> **Dataset excerpts on object pointing**

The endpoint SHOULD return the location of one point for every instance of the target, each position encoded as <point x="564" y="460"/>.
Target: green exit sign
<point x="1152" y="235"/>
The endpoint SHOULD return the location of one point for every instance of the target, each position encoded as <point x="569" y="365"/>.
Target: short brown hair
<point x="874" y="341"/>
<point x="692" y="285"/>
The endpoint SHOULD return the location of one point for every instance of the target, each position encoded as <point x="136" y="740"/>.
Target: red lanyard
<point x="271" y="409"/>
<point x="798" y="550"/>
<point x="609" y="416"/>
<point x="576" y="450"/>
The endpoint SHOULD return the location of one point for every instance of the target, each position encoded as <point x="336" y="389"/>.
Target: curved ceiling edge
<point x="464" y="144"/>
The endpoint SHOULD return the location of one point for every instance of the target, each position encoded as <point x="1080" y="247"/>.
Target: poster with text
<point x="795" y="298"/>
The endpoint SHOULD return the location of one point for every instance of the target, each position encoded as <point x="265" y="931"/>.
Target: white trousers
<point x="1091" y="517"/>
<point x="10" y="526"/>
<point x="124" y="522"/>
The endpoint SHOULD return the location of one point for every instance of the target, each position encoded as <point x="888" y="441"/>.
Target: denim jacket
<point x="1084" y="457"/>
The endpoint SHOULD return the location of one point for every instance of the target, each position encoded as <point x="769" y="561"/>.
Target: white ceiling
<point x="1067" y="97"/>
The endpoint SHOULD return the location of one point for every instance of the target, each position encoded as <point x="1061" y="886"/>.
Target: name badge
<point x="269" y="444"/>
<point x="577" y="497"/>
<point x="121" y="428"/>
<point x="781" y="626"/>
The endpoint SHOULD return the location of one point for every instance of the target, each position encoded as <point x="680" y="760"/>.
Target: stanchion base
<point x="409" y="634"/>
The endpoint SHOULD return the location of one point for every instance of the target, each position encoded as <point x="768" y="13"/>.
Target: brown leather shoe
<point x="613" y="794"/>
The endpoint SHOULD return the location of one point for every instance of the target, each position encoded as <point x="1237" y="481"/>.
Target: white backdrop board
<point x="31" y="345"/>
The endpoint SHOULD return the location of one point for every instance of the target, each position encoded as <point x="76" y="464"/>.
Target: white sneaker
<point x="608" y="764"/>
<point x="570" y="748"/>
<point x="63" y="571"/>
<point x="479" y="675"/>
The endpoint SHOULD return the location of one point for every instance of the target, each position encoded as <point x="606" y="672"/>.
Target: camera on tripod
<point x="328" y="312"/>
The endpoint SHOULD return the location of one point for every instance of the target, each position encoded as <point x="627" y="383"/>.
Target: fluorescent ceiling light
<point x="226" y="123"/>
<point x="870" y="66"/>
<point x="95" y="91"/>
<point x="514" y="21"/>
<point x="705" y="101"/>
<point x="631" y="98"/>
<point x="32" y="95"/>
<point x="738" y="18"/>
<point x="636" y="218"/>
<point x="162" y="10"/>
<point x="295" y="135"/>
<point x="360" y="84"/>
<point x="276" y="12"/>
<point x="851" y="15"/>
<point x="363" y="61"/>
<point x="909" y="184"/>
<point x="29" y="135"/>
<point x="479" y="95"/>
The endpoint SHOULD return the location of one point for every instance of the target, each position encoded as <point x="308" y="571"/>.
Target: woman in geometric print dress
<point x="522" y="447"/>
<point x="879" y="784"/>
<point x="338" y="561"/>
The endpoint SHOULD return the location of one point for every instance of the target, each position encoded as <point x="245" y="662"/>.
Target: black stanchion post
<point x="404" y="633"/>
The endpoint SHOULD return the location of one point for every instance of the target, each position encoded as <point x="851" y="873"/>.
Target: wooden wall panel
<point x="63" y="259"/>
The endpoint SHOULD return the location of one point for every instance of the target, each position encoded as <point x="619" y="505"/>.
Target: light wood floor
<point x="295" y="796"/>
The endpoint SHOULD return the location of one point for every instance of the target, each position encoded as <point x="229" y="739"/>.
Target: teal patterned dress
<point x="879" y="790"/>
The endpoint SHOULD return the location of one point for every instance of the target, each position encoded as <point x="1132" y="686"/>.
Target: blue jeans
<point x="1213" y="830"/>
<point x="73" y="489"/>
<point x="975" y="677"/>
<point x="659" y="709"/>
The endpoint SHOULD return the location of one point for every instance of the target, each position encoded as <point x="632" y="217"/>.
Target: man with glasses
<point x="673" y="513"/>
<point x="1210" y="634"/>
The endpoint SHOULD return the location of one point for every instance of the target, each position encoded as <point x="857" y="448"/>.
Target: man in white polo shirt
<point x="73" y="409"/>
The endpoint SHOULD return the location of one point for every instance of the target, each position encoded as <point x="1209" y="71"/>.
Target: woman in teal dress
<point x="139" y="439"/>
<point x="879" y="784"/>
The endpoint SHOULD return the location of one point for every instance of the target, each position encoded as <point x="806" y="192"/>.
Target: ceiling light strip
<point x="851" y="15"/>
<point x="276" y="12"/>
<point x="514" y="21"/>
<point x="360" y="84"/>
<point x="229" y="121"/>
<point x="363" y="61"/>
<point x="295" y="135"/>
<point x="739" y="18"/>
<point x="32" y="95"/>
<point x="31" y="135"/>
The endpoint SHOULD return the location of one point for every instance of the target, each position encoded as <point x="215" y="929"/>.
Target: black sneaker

> **What is asked**
Each record above should be restated word for word.

> **The completed task**
The endpoint SHOULD return the location of one point for every instance of the target, each position encoded as <point x="564" y="460"/>.
Target: green exit sign
<point x="1152" y="235"/>
The endpoint SHOULD return the location of one point for every instance of the target, each position encoded as <point x="569" y="365"/>.
Target: short brown hair
<point x="874" y="341"/>
<point x="692" y="285"/>
The endpoint SHOULD return the location of one point for every instance of the target, each position encoded as <point x="136" y="740"/>.
Target: red lanyard
<point x="271" y="409"/>
<point x="798" y="550"/>
<point x="609" y="416"/>
<point x="576" y="450"/>
The endpoint SHOULD return the location of one point for every instance of the target, each position encoded as <point x="336" y="389"/>.
Target: curved ceiling edge
<point x="464" y="144"/>
The endpoint SHOULD return the location of one point for every instance of the target, each position encoded as <point x="1080" y="247"/>.
Target: poster with text
<point x="795" y="298"/>
The endpoint SHOULD return the location of one point for every instance of the target, each position encoded as <point x="265" y="931"/>.
Target: white trousers
<point x="1091" y="517"/>
<point x="10" y="526"/>
<point x="124" y="522"/>
The endpoint SHOULD return the location of one point for every instance of the target, each position encoded as <point x="888" y="441"/>.
Target: denim jacket
<point x="1084" y="457"/>
The endpoint SHOULD return the location of one point for every instance of the target, each position encoded as <point x="769" y="561"/>.
Target: white ceiling
<point x="1067" y="97"/>
The endpoint SHOULD return the location of one point for every instance of the target, each position encoded as <point x="1061" y="886"/>.
Target: name badge
<point x="269" y="444"/>
<point x="577" y="497"/>
<point x="121" y="428"/>
<point x="781" y="626"/>
The endpoint SHOULD return the location of one point for every instance of the target, each position encoded as <point x="680" y="760"/>.
Target: stanchion base
<point x="409" y="634"/>
The endpoint SHOULD return the location of one point for every instance of the target, each position encoded as <point x="768" y="13"/>.
Target: brown leather shoe
<point x="613" y="794"/>
The endpoint SHOULD return the location of one point for every instance of the target, each position encoded as <point x="1237" y="481"/>.
Target: white backdrop board
<point x="31" y="345"/>
The endpoint SHOULD return the location of one point for every instance of the target, each position encoded as <point x="76" y="464"/>.
Target: white sneaker
<point x="608" y="764"/>
<point x="570" y="748"/>
<point x="63" y="571"/>
<point x="479" y="675"/>
The endpoint SHOULD return the location of one point for every instance of the target, each position encoded as <point x="606" y="672"/>.
Target: camera on tripod
<point x="328" y="312"/>
The endpoint SHOULD return the location of one point for every instance of the target, each position encoded as <point x="627" y="383"/>.
Target: fluorescent ceiling light
<point x="226" y="123"/>
<point x="870" y="66"/>
<point x="95" y="91"/>
<point x="514" y="21"/>
<point x="705" y="101"/>
<point x="631" y="98"/>
<point x="32" y="95"/>
<point x="738" y="18"/>
<point x="636" y="218"/>
<point x="162" y="10"/>
<point x="295" y="135"/>
<point x="360" y="84"/>
<point x="276" y="12"/>
<point x="851" y="15"/>
<point x="363" y="61"/>
<point x="909" y="184"/>
<point x="29" y="135"/>
<point x="479" y="95"/>
The endpoint SHOULD return the location of one point for every instance of the target, each position encoded as <point x="308" y="571"/>.
Target: woman in geometric print dress
<point x="522" y="447"/>
<point x="879" y="784"/>
<point x="338" y="561"/>
The endpoint SHOULD return the location of one point for every instance of the target, each position encoded as <point x="245" y="662"/>.
Target: black stanchion post
<point x="404" y="633"/>
The endpoint SHOULD return the location of one point for every instance of the target, each position encoded as <point x="851" y="873"/>.
Target: wooden wall panel
<point x="63" y="259"/>
The endpoint SHOULD return the location of one point for every instance of the target, each position encoded as <point x="619" y="505"/>.
Target: light wood floor
<point x="295" y="796"/>
The endpoint SHOULD return the location of one point for every instance of the target, each position encoded as <point x="229" y="739"/>.
Target: teal patterned dress
<point x="879" y="790"/>
The endpoint SHOULD return the location of one point for every instance of the target, each position encoded as <point x="1132" y="686"/>.
Target: blue jeans
<point x="1213" y="830"/>
<point x="73" y="489"/>
<point x="975" y="677"/>
<point x="659" y="709"/>
The endpoint SHOULD return the location of one point for every instance of the target, each position encoded as <point x="632" y="217"/>.
Target: man with glasses
<point x="673" y="513"/>
<point x="1210" y="634"/>
The endpoint SHOULD return the location of one point for every instance of the target, each position encoded as <point x="857" y="448"/>.
Target: man in white polo shirt
<point x="73" y="409"/>
The endpoint SHOULD return the location of one point for every instance of the target, each position encoded as <point x="1209" y="71"/>.
Target: woman in teal dress
<point x="139" y="439"/>
<point x="879" y="784"/>
The endpoint SHOULD return the location of one point for every instance of the target, each position encoded as <point x="806" y="192"/>.
Target: ceiling light strip
<point x="851" y="15"/>
<point x="276" y="12"/>
<point x="514" y="21"/>
<point x="360" y="84"/>
<point x="229" y="121"/>
<point x="363" y="61"/>
<point x="295" y="135"/>
<point x="739" y="18"/>
<point x="32" y="95"/>
<point x="31" y="135"/>
The endpoint SHOULD return the location of one point for every instance of the target, each position encoded as <point x="215" y="929"/>.
Target: black sneaker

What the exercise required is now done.